## [WHAT IS BEING ASKED]
Output, word for word, every line from the line with "the stone building" through the final line of the data below.

## [GIVEN RECORDS]
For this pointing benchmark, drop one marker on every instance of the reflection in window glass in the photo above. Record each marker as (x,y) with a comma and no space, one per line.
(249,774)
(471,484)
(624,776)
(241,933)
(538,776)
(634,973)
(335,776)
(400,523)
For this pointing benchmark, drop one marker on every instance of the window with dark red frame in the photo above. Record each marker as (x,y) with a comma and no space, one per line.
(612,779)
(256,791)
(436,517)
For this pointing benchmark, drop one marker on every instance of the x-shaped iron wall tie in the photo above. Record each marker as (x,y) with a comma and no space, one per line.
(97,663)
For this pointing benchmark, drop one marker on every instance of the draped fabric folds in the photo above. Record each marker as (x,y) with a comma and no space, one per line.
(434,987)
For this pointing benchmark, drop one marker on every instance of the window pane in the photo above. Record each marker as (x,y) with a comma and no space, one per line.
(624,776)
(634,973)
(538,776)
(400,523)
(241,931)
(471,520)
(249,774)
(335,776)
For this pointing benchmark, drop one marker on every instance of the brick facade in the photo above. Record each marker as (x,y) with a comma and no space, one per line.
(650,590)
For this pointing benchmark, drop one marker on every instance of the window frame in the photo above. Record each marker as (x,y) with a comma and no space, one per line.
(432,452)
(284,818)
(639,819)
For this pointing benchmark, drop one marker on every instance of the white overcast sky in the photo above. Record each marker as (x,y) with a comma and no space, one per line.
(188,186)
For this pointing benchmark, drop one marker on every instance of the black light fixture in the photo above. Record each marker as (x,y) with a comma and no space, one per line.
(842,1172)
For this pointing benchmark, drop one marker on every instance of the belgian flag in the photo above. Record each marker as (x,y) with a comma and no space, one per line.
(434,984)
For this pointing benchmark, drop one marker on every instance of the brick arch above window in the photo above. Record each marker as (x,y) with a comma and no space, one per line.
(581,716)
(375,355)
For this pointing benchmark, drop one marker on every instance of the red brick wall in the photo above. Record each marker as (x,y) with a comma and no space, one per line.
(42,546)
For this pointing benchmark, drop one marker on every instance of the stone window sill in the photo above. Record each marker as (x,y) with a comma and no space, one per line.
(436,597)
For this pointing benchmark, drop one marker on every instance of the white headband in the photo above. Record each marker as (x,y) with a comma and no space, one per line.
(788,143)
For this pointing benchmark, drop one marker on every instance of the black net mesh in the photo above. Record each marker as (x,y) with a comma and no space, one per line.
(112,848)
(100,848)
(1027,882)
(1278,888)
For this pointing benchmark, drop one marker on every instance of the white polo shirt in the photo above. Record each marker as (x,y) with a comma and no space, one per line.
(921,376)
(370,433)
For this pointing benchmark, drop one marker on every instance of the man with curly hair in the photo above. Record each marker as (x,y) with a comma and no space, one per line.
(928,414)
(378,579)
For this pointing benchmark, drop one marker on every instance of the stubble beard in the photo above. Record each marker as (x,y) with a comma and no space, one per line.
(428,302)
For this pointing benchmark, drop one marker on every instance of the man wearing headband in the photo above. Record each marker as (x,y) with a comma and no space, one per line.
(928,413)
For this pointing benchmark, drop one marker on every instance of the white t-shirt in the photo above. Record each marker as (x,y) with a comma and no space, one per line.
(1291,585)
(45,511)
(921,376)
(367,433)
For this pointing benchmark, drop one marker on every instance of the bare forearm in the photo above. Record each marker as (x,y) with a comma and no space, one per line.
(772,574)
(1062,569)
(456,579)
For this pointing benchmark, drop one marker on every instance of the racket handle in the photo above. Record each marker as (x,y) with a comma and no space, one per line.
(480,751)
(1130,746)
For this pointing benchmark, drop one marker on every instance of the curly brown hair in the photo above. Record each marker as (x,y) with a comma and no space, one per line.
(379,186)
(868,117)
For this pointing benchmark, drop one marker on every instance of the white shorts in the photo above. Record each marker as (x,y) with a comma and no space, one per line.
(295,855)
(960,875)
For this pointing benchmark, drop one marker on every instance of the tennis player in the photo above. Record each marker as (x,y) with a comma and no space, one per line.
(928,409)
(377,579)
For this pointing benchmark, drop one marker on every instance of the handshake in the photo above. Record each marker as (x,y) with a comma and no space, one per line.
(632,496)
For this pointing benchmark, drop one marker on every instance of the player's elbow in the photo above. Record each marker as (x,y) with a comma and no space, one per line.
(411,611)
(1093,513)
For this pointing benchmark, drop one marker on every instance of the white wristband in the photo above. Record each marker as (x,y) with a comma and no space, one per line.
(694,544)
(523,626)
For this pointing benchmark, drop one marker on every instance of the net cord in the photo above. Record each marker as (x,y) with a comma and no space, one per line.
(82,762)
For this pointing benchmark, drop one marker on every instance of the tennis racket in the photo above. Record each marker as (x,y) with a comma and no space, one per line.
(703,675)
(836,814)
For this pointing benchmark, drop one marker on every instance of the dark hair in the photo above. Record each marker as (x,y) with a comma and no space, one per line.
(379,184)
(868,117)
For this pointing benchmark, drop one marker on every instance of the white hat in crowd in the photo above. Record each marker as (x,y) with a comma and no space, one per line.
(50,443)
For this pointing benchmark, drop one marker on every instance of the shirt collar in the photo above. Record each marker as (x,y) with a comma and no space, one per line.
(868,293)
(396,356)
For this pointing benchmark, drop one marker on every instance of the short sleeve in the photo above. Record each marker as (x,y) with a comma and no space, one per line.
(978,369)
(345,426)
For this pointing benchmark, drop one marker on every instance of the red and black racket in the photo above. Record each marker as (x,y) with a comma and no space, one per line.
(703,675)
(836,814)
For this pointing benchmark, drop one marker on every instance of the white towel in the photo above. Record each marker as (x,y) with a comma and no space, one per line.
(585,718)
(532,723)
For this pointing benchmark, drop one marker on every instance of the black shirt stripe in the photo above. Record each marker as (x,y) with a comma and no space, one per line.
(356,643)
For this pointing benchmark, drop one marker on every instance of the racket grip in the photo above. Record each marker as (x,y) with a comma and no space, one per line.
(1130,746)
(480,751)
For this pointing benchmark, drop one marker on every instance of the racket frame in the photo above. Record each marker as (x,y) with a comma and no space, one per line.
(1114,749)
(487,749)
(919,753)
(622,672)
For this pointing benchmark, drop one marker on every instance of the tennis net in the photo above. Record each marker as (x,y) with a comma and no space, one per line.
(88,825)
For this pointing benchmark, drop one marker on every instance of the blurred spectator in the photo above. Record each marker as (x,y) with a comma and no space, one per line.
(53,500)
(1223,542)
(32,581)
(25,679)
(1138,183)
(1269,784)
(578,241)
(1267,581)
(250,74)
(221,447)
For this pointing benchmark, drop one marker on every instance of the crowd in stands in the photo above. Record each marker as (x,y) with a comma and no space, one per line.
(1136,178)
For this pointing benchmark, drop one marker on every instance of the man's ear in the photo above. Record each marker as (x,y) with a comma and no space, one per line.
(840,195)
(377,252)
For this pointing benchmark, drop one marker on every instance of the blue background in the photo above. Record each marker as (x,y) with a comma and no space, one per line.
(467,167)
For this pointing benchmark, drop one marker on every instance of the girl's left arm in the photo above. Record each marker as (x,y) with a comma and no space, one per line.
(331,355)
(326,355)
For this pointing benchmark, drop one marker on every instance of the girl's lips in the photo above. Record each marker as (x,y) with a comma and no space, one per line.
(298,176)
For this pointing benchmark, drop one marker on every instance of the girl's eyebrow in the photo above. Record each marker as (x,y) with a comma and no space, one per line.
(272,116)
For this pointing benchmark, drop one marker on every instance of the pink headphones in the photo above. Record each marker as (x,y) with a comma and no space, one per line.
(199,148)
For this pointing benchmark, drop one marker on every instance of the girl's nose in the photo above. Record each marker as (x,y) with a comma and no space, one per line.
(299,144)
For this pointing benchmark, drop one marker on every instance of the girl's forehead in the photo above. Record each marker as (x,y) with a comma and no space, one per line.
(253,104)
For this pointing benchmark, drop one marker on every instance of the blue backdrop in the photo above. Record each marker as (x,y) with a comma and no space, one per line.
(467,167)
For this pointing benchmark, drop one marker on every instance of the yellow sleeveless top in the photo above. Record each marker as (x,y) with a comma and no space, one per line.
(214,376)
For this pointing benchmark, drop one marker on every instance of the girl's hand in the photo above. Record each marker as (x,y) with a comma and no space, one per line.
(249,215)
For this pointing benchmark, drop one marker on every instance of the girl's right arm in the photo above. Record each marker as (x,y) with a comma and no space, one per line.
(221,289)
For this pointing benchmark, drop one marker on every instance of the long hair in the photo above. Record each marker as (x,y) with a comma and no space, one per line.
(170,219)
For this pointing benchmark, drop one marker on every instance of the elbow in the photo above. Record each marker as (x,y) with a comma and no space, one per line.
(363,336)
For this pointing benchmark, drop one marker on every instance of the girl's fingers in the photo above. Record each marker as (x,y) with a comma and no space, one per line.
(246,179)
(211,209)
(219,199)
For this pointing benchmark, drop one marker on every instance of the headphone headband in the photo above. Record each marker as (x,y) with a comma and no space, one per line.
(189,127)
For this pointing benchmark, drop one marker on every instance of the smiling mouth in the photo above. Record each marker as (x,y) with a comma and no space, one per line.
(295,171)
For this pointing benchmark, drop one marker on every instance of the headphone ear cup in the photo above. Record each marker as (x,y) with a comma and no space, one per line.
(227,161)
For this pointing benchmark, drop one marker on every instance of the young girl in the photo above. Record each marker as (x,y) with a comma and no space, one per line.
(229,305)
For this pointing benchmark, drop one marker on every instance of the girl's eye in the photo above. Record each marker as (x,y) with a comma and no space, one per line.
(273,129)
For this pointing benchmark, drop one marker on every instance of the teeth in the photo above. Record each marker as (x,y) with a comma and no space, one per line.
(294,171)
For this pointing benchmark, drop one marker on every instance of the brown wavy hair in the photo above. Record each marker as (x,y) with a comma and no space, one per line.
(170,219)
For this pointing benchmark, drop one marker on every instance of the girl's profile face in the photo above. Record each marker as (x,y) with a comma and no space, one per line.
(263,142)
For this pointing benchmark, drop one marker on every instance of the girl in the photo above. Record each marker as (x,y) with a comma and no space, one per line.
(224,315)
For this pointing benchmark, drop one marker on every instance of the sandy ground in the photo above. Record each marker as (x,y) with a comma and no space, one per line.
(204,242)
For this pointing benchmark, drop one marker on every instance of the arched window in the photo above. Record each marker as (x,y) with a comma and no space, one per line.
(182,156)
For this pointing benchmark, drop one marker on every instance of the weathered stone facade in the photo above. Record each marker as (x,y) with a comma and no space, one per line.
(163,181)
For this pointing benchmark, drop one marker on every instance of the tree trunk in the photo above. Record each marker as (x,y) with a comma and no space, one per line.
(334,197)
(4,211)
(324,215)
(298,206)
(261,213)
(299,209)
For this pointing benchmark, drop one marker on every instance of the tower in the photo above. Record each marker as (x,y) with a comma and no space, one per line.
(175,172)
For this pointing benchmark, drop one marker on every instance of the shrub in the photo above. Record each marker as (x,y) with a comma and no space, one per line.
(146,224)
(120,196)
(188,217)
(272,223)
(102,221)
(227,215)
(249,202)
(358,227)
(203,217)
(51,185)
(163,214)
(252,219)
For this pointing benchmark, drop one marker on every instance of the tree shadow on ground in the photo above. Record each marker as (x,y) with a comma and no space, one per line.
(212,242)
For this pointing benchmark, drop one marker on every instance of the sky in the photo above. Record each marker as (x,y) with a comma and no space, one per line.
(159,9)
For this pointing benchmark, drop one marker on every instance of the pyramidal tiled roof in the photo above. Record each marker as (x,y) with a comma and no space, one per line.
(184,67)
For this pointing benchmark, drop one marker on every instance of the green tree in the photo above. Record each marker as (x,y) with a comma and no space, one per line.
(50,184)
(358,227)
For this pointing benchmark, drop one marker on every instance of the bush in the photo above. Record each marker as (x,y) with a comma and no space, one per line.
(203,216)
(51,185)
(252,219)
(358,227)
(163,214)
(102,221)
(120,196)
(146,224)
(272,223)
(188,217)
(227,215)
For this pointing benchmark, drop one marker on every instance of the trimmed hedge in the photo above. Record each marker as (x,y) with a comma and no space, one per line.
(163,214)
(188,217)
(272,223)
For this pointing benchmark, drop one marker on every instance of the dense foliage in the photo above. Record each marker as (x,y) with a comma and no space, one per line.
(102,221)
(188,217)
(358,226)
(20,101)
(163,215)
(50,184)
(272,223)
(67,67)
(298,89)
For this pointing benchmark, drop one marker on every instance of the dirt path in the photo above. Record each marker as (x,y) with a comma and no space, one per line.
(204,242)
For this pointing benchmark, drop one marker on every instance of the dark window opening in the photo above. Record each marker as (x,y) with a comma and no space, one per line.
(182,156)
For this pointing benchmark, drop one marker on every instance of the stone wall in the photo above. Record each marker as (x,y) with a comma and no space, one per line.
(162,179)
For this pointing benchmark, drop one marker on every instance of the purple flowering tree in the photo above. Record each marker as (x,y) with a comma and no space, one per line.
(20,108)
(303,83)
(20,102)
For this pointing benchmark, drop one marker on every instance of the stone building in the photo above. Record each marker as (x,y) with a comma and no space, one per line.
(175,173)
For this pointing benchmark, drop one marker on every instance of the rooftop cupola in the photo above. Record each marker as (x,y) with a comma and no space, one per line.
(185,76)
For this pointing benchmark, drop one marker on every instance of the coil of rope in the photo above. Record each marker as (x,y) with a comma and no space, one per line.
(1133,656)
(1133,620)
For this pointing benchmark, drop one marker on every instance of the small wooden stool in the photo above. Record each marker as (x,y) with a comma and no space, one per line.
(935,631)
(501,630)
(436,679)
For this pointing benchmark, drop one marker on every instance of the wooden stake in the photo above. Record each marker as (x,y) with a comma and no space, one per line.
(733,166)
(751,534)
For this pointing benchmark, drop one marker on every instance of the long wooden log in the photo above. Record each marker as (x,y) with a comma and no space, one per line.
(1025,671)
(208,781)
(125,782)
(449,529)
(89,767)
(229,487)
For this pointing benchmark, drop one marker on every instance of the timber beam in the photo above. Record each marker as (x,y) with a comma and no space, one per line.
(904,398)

## [FINAL ANSWER]
For this pointing benchmark, drop one marker on every instance of the stone building in the photo above. Record each marker as (x,y) with a comma and no space, one per line.
(175,173)
For this pointing benchmark, drop one marker on every instance of the rooftop cupola in the photo above. Record each marker as (x,y) with a comma and no space, one per line.
(185,76)
For this pointing benchmark, drop one marker on every instance of the coil of rope in the photo above. Record each marker as (x,y) with a comma and no space, one per line.
(1133,656)
(1133,620)
For this pointing benchmark, drop one marker on every instance of the small wooden stool in the photo above. Record each marker as (x,y) with a comma and no space, one per line.
(935,631)
(501,630)
(436,679)
For this pointing benchmark, drop one marker on every instance of the wooden stake in the photo above. Record each marker as (x,y) with a comma and no space, one per line.
(733,166)
(751,534)
For this pointing benchmark, drop one marker on every instance of the long wooden log in the photo above. Record each marker as (x,y) with a comma and no space, one per line.
(1025,671)
(208,781)
(125,782)
(449,529)
(89,767)
(229,487)
For this pointing benchmark, drop one marker on every instance of the timber beam in the photo above. Record each marker as (x,y) with a comma and no space, one per line.
(904,398)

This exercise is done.